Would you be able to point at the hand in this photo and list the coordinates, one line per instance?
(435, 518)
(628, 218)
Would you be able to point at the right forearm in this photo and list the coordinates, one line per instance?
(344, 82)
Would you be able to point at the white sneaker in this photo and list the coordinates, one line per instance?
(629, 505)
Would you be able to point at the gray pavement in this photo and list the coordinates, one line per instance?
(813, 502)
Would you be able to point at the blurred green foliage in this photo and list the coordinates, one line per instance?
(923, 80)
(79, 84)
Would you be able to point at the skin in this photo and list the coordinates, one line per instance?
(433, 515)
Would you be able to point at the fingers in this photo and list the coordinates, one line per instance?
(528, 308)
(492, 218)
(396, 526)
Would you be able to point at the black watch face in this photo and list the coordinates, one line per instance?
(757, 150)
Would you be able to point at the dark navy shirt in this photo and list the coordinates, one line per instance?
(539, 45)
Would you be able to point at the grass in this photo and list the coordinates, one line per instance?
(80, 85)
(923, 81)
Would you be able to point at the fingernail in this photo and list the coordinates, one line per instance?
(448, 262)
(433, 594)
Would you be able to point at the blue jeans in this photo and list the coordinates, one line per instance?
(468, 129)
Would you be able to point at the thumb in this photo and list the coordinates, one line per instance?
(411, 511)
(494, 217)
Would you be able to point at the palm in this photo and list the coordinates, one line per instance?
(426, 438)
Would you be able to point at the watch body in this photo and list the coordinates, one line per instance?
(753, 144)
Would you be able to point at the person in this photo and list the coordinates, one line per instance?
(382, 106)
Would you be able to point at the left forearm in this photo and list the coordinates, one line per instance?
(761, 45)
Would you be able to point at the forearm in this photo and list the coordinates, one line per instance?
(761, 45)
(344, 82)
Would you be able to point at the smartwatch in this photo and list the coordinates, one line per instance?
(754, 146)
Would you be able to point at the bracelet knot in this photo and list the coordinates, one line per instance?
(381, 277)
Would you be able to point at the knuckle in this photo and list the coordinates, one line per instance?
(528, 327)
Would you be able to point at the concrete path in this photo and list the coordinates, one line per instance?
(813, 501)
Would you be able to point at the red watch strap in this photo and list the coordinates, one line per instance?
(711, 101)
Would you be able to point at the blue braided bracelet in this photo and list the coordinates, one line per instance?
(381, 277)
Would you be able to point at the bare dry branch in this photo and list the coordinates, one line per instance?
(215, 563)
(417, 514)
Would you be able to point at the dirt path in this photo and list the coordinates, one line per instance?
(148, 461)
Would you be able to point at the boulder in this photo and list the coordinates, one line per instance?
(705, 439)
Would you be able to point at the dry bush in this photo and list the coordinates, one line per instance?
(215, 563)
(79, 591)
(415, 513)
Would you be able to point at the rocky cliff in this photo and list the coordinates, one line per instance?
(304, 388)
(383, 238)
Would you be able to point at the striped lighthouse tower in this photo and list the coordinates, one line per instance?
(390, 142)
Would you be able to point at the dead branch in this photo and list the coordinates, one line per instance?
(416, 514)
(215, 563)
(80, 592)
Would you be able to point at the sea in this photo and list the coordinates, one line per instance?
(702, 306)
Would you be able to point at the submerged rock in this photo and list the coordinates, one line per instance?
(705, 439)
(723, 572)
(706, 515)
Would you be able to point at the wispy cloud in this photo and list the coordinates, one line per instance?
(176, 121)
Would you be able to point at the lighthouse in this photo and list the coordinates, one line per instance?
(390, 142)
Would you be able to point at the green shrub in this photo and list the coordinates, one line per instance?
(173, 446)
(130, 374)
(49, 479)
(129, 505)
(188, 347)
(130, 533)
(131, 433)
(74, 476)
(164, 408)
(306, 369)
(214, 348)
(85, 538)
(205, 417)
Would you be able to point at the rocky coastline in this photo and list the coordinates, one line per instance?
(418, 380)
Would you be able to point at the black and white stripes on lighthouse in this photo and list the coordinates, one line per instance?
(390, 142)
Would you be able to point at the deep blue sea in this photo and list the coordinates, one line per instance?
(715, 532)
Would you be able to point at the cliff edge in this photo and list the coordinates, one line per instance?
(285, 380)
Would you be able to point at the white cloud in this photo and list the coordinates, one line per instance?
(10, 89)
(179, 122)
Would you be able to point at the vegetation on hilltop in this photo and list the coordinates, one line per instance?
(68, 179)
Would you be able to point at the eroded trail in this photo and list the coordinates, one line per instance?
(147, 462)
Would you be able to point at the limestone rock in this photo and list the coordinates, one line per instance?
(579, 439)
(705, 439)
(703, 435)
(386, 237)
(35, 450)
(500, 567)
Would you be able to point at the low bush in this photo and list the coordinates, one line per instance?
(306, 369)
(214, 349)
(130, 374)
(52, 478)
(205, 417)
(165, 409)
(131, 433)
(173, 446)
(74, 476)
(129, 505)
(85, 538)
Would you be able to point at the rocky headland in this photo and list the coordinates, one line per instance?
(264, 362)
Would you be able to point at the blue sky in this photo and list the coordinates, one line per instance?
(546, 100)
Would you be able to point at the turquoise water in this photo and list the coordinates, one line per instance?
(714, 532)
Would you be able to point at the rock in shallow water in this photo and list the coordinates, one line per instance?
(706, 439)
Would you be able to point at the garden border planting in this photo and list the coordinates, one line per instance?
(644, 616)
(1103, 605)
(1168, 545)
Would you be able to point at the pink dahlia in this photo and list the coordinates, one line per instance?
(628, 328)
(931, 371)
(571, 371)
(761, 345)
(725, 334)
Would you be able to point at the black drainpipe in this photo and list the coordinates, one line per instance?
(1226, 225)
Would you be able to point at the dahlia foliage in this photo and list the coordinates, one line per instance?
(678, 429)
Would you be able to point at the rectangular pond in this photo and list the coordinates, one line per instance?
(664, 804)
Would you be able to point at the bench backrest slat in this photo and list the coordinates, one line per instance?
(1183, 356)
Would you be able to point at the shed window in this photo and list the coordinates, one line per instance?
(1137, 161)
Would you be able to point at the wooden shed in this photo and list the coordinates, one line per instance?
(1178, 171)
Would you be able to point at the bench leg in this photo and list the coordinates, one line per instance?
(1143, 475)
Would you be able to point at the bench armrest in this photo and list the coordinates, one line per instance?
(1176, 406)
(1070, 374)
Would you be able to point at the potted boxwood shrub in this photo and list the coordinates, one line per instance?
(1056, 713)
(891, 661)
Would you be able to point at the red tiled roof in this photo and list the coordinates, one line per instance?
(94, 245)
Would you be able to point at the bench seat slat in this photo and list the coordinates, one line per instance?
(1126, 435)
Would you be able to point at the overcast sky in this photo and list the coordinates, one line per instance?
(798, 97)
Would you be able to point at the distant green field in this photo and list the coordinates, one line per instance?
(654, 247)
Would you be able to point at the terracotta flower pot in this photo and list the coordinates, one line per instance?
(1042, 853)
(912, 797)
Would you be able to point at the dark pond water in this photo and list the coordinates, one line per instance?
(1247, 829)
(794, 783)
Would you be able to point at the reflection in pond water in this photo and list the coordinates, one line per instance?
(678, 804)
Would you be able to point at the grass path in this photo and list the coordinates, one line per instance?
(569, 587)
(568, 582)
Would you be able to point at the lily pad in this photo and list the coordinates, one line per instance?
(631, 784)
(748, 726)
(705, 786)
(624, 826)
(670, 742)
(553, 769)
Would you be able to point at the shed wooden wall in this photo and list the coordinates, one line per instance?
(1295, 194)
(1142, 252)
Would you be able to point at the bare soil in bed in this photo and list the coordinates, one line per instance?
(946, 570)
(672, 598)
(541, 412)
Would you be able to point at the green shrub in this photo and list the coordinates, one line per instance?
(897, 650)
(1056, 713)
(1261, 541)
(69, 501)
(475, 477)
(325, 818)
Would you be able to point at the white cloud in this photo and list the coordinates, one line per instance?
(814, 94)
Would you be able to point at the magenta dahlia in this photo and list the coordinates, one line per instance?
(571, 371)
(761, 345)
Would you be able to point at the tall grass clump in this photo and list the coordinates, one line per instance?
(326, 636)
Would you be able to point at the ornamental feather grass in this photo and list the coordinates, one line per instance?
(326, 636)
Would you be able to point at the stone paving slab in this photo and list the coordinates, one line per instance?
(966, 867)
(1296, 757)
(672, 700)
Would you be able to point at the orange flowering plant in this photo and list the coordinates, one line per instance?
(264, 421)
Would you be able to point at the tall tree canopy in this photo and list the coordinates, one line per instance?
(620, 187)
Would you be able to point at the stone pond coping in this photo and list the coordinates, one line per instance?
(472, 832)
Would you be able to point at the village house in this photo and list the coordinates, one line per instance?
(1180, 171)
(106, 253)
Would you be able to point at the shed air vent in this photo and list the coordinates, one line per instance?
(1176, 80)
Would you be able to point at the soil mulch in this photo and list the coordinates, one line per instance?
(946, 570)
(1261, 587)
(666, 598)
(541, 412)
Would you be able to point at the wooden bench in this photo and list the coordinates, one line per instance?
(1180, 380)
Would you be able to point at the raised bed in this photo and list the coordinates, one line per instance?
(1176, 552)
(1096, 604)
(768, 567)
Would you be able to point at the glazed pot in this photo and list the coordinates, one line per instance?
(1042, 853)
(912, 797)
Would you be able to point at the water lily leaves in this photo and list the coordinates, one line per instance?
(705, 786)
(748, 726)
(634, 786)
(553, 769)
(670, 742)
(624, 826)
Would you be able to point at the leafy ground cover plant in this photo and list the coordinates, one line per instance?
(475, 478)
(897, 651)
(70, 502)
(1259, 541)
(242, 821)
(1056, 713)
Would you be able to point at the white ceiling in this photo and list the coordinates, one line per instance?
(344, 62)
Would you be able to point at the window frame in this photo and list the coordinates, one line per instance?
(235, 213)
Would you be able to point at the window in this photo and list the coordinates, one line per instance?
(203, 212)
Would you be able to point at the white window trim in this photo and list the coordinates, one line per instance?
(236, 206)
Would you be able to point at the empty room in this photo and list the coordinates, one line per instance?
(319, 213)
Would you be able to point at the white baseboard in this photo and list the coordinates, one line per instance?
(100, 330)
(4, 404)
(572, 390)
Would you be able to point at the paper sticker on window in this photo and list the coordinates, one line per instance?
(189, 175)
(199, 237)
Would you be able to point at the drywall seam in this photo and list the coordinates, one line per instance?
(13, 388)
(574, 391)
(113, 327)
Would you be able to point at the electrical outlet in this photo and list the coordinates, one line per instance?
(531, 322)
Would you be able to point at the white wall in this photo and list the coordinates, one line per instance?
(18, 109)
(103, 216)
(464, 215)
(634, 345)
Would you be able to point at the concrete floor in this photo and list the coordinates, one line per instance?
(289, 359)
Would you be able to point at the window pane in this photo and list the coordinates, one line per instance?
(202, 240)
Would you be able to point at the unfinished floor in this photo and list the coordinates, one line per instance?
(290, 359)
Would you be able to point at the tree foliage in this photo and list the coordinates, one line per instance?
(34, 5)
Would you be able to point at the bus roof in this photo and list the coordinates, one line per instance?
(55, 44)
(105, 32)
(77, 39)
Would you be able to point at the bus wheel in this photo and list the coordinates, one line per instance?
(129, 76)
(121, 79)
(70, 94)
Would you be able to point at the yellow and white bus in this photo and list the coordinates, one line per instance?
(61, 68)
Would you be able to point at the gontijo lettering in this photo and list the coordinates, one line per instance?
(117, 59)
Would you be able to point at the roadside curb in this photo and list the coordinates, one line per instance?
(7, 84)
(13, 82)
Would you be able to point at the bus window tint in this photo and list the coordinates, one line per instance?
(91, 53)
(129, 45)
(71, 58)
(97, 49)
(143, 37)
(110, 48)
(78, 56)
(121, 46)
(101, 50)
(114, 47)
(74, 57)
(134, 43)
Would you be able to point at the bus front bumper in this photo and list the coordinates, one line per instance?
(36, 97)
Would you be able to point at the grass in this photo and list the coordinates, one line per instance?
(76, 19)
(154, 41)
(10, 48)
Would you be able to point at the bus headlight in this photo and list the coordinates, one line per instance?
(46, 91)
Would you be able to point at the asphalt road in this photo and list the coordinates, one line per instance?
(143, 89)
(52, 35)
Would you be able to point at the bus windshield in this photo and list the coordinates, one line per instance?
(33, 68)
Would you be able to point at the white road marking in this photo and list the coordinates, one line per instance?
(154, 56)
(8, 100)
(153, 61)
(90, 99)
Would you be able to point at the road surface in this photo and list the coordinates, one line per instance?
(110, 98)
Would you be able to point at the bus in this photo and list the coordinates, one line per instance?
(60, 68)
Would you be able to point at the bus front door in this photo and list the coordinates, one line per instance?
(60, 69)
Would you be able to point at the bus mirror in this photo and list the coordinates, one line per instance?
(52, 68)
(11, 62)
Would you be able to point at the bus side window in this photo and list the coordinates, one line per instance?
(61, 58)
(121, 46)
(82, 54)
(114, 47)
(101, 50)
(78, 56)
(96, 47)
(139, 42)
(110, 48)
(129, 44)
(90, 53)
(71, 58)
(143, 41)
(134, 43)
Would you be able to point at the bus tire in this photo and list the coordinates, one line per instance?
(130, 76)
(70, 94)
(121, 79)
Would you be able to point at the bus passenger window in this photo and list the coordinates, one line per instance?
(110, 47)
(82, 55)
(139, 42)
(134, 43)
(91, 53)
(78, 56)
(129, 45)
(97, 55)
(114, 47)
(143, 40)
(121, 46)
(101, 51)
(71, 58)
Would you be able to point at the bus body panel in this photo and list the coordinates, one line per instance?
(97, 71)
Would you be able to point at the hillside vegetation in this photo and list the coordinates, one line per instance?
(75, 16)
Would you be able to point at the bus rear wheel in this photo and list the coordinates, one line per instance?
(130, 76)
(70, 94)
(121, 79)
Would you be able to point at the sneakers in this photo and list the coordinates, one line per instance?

□ □ □ □ □ □ □

Job →
From the line containing "Would you be able to point at the bus front door" down to the last line, reproduce the records exactly. Include both ends.

Output →
Would you be able to point at the bus front door in this photo and list the coordinates, one line per instance?
(60, 69)
Would you be able to point at the bus mirror in this photo and list the coordinates, one line per instance?
(52, 68)
(11, 62)
Would you be able to point at the bus side window in this photo and list the coordinates, one line per instance?
(61, 58)
(121, 46)
(82, 54)
(114, 47)
(101, 50)
(78, 56)
(96, 47)
(139, 42)
(110, 48)
(129, 44)
(90, 53)
(71, 58)
(143, 41)
(134, 43)
Would you be able to point at the bus tire in this photo and list the coordinates, one line per instance?
(130, 76)
(70, 94)
(121, 79)
Would you be able to point at the bus passenger window in this photo and list the coordinates, one line per instance?
(110, 47)
(82, 55)
(139, 42)
(134, 43)
(91, 53)
(78, 56)
(129, 45)
(97, 55)
(114, 47)
(143, 40)
(121, 46)
(101, 51)
(71, 58)
Would you be able to point at the bus body panel in this photo and list the coordinates, one line per instance?
(97, 71)
Would you be able to point at the hillside vegetation in this photo and list the coordinates, one line per instance?
(75, 16)
Would you be able to point at the bus rear wheel in this photo and list the coordinates, one line per instance?
(130, 76)
(70, 94)
(121, 79)
Would you be able to point at the sneakers in this photo and list the coordinates, one line per instance?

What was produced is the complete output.